:: Recorded data
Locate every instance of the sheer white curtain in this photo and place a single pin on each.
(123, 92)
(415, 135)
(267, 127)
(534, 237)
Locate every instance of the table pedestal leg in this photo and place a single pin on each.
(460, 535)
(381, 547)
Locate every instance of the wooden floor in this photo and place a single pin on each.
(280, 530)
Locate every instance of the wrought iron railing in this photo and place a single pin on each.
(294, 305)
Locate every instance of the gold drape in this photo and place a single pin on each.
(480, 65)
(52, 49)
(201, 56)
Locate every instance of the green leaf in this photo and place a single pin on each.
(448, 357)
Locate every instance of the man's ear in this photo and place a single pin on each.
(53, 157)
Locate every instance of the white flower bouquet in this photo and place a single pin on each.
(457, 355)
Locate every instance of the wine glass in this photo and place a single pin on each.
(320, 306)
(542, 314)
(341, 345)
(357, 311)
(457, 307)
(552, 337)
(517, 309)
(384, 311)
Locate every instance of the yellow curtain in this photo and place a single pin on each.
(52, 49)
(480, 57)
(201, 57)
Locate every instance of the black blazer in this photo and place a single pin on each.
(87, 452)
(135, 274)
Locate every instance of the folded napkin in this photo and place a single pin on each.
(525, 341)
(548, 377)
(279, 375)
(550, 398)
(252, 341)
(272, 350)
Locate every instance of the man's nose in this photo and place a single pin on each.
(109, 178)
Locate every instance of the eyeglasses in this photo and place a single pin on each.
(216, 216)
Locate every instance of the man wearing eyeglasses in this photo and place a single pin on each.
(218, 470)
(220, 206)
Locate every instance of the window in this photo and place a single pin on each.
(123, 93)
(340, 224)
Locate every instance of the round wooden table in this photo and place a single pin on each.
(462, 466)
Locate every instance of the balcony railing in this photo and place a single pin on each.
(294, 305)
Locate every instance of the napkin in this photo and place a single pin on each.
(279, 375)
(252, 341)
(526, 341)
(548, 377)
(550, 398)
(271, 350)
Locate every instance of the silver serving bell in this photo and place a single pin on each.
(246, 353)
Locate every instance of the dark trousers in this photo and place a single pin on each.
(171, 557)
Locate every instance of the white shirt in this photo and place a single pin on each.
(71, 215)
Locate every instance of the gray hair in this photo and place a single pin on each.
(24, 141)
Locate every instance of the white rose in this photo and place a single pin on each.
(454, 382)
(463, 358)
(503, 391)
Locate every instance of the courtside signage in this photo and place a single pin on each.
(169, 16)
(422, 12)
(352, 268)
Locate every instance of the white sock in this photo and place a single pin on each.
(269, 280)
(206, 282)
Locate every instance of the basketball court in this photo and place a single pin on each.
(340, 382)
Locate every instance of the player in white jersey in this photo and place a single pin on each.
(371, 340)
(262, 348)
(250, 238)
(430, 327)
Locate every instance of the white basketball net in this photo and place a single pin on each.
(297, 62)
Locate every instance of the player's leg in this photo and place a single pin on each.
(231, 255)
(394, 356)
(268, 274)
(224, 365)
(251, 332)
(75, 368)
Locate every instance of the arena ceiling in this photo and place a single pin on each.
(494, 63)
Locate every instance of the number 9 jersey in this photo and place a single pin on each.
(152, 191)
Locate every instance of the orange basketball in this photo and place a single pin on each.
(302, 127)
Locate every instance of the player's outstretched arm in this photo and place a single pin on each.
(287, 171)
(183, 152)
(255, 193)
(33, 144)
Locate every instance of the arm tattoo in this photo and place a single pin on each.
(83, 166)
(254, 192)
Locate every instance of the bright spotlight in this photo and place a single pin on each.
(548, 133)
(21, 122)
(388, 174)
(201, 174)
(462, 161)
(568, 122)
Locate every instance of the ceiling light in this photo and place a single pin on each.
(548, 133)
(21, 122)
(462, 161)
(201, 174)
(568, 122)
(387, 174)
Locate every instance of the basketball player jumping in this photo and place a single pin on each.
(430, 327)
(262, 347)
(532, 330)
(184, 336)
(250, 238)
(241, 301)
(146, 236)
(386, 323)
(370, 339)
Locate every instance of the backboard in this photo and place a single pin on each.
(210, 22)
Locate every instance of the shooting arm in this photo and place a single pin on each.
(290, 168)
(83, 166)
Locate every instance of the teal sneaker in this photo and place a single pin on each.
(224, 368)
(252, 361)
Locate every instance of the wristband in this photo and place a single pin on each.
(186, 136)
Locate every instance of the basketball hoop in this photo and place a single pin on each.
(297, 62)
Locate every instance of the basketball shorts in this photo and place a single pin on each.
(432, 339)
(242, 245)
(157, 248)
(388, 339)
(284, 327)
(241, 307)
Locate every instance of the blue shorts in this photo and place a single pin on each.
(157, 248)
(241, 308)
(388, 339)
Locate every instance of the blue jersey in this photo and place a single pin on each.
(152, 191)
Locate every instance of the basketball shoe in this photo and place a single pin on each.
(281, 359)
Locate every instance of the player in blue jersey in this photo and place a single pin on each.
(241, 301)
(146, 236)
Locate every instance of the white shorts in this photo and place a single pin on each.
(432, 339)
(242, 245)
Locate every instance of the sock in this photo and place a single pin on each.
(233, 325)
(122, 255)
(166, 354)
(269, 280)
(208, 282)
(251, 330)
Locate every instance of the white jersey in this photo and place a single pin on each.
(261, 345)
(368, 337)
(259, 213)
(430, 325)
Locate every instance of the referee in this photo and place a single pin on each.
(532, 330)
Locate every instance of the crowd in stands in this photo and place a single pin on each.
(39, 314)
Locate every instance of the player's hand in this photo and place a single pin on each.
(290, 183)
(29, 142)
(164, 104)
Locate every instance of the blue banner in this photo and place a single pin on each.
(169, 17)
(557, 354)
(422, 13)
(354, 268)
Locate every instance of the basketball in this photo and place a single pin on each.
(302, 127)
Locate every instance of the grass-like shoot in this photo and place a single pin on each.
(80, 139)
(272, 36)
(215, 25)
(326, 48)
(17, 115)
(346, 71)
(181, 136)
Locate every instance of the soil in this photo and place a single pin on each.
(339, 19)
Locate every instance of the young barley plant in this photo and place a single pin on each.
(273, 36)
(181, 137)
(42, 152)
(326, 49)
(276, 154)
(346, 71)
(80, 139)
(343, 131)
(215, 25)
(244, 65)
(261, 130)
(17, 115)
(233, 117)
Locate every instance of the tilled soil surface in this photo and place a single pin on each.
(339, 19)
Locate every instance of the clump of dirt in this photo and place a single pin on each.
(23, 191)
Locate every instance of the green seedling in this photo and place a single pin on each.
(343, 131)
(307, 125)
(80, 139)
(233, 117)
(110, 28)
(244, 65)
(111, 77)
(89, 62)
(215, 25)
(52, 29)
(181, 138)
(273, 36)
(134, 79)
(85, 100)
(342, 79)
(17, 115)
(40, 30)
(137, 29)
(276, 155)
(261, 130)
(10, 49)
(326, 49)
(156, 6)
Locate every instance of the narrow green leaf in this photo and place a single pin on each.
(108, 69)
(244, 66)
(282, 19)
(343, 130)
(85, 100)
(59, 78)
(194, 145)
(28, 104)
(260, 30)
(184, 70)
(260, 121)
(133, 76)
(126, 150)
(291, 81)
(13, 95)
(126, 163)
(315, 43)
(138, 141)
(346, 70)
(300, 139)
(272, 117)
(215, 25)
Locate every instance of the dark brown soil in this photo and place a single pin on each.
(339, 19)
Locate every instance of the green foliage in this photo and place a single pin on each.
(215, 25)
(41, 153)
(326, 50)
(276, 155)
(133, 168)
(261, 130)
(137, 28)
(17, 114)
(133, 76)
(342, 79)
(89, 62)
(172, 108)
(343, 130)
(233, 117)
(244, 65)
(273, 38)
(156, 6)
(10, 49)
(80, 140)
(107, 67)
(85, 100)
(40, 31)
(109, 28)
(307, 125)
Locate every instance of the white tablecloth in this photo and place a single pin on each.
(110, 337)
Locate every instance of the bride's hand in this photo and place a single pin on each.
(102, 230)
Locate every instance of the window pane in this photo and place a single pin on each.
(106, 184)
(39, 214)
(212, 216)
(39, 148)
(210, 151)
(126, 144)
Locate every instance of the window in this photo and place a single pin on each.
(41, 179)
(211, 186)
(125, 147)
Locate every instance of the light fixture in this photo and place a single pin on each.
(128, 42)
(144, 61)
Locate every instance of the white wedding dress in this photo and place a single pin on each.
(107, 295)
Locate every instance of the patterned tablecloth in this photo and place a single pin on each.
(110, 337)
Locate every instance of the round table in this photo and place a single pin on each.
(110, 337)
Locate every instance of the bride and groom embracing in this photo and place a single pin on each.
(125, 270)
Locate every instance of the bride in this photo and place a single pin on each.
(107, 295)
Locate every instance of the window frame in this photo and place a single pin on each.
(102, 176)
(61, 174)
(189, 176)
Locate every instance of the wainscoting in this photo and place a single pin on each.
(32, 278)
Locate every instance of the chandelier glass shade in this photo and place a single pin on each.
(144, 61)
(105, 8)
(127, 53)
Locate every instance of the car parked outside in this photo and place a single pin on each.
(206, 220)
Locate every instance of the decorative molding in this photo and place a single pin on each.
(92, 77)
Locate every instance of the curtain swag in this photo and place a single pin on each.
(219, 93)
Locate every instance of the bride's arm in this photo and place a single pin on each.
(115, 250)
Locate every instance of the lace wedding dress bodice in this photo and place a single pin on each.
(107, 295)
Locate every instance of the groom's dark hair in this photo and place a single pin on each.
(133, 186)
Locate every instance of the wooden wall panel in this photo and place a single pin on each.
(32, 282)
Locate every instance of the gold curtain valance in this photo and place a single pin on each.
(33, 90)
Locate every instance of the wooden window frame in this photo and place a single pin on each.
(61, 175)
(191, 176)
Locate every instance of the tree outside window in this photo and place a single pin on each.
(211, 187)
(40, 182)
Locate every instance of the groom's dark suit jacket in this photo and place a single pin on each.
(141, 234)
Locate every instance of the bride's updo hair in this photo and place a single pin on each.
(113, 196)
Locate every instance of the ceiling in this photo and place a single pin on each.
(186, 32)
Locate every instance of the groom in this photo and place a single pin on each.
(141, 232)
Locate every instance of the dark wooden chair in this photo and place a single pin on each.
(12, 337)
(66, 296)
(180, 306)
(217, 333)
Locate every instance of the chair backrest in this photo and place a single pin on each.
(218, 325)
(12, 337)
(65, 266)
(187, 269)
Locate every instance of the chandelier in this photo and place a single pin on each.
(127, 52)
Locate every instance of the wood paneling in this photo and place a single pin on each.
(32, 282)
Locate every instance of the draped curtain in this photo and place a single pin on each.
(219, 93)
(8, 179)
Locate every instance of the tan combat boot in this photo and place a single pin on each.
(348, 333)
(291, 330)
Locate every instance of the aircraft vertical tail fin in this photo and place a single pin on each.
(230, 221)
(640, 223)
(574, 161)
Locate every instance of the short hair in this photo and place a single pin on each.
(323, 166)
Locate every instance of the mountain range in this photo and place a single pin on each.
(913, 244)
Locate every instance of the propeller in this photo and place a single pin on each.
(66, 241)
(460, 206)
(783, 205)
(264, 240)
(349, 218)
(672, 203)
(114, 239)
::::
#### Written request
Go back to the data above and please quote exactly, and only, the lines from the line with "Locate every instance of the groom in" through its last line.

#### Result of the task
Locate every instance of the groom in this photo and place a single pin on each.
(141, 232)
Locate every instance of the dark wooden chair in this photo and place a single pin on each.
(12, 337)
(66, 296)
(180, 306)
(217, 333)
Locate every instance of the chair backrest in this photo and place a single pin on each.
(218, 325)
(12, 337)
(65, 266)
(187, 269)
Locate every instance of the chandelier in this photo and place a single pin on each.
(127, 52)
Locate every instance of the wood paneling in this photo and place a single pin on each.
(32, 282)
Locate every instance of the draped curtain in this photo and place a single pin on each.
(219, 93)
(8, 179)
Locate every instance of the tan combat boot in this photo and place a single pin on each.
(348, 333)
(291, 330)
Locate every instance of the aircraft vertical tail fin in this photo and place a single pin on each.
(230, 221)
(640, 223)
(574, 161)
Locate every instance of the short hair in this photo and place a single pin on each.
(323, 166)
Locate every instance of the mountain range in this photo and place a single pin on each.
(913, 244)
Locate every instance of the propeller in this photo and place a single pin on each.
(66, 241)
(460, 206)
(783, 205)
(264, 240)
(349, 218)
(672, 203)
(114, 239)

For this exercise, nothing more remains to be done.